**Problema proposto 1:** Resuma o texto do documento em duas frases.

**Texto do documento:**
5. Nestes termos, não tendo sido aplicada qualquer norma contida no artigo 929º do Código de Processo Civil pelo acórdão recorrido como ratio decidendi do indeferimento da providência requerida, não pode o Tribunal Constitucional conhecer do objecto do presente recurso, como resulta da lei (artigo 79º-C da Lei nº 28/82) e o Tribunal tem repetidamente afirmado (cfr., a título de exemplo, os acórdãos nºs 311/94, 187/95 e 366/96, Diário da República, II Série, respectivamente de 1 de Agosto de 1994, 22 de Junho de 1995 e de 10 de Maio de
1996). Estão, pois, reunidas as condições para que se proceda à emissão da decisão sumária prevista no nº 1 do artigo 78º-A da mesma Lei nº 28/82, de 15 de Novembro. Assim, decide-se não conhecer do objecto do recurso. Custas pela recorrente, fixando-se a taxa de justiça em 6 ucs.»

Registros extraídos de uma coleção
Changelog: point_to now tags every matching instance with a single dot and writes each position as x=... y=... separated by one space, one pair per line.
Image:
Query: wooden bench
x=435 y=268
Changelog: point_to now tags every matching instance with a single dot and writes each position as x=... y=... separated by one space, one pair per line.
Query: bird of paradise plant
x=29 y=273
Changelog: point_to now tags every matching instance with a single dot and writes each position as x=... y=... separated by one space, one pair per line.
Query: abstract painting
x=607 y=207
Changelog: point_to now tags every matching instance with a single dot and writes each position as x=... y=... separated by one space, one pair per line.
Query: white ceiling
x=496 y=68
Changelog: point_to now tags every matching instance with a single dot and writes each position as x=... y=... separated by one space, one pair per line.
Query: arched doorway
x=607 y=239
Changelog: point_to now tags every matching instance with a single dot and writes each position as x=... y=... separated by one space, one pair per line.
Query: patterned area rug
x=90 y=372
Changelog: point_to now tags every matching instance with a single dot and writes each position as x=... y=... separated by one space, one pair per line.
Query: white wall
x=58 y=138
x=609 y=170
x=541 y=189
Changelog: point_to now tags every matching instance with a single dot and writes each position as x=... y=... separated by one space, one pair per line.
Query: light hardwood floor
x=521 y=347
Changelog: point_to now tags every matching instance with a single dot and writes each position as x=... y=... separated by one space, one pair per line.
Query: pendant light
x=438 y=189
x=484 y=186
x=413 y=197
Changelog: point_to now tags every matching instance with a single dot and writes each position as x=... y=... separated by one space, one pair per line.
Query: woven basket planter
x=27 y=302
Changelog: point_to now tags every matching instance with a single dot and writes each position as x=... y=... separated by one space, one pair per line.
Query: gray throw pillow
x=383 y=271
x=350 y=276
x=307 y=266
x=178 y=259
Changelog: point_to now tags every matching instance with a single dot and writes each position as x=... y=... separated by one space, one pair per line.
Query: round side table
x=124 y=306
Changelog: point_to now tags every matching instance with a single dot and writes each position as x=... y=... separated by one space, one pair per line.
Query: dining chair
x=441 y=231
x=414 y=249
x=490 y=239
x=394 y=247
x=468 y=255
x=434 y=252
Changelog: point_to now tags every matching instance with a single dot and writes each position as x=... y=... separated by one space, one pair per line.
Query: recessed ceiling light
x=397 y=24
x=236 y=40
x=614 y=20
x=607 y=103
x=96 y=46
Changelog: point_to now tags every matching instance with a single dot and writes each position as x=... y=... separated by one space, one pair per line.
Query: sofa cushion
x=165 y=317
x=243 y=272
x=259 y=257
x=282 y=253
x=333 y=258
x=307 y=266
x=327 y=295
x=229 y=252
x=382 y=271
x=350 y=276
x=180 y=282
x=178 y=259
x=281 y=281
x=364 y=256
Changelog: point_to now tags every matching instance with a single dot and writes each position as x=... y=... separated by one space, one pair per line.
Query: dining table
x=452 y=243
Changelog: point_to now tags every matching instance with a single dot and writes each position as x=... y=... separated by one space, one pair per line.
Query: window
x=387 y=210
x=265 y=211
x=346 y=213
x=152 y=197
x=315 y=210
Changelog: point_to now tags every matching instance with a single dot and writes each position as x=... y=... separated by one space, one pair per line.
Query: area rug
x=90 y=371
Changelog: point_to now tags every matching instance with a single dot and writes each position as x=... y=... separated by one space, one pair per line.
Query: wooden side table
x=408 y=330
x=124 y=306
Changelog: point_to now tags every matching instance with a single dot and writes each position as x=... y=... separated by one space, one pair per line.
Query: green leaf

**Problema proposto 2:** Identifique todas as linhas dos registros que contêm a palavra "light", levando em conta a diferença entre maiúsculas e minúsculas.

**Resultado correto 1:** Como o acórdão recorrido não aplicou nenhuma norma do artigo 929º do Código de Processo Civil como ratio decidendi do indeferimento da providência requerida, o Tribunal Constitucional não pode conhecer do objecto do recurso, conforme resulta do artigo 79º-C da Lei nº 28/82 e tem repetidamente afirmado. Por isso, emite-se a decisão sumária prevista no nº 1 do artigo 78º-A da mesma lei, decidindo-se não conhecer do objecto do recurso, com custas pela recorrente e taxa de justiça fixada em 6 ucs.

**Resultado correto 2:**
Query: light hardwood floor
Query: pendant light
Query: recessed ceiling light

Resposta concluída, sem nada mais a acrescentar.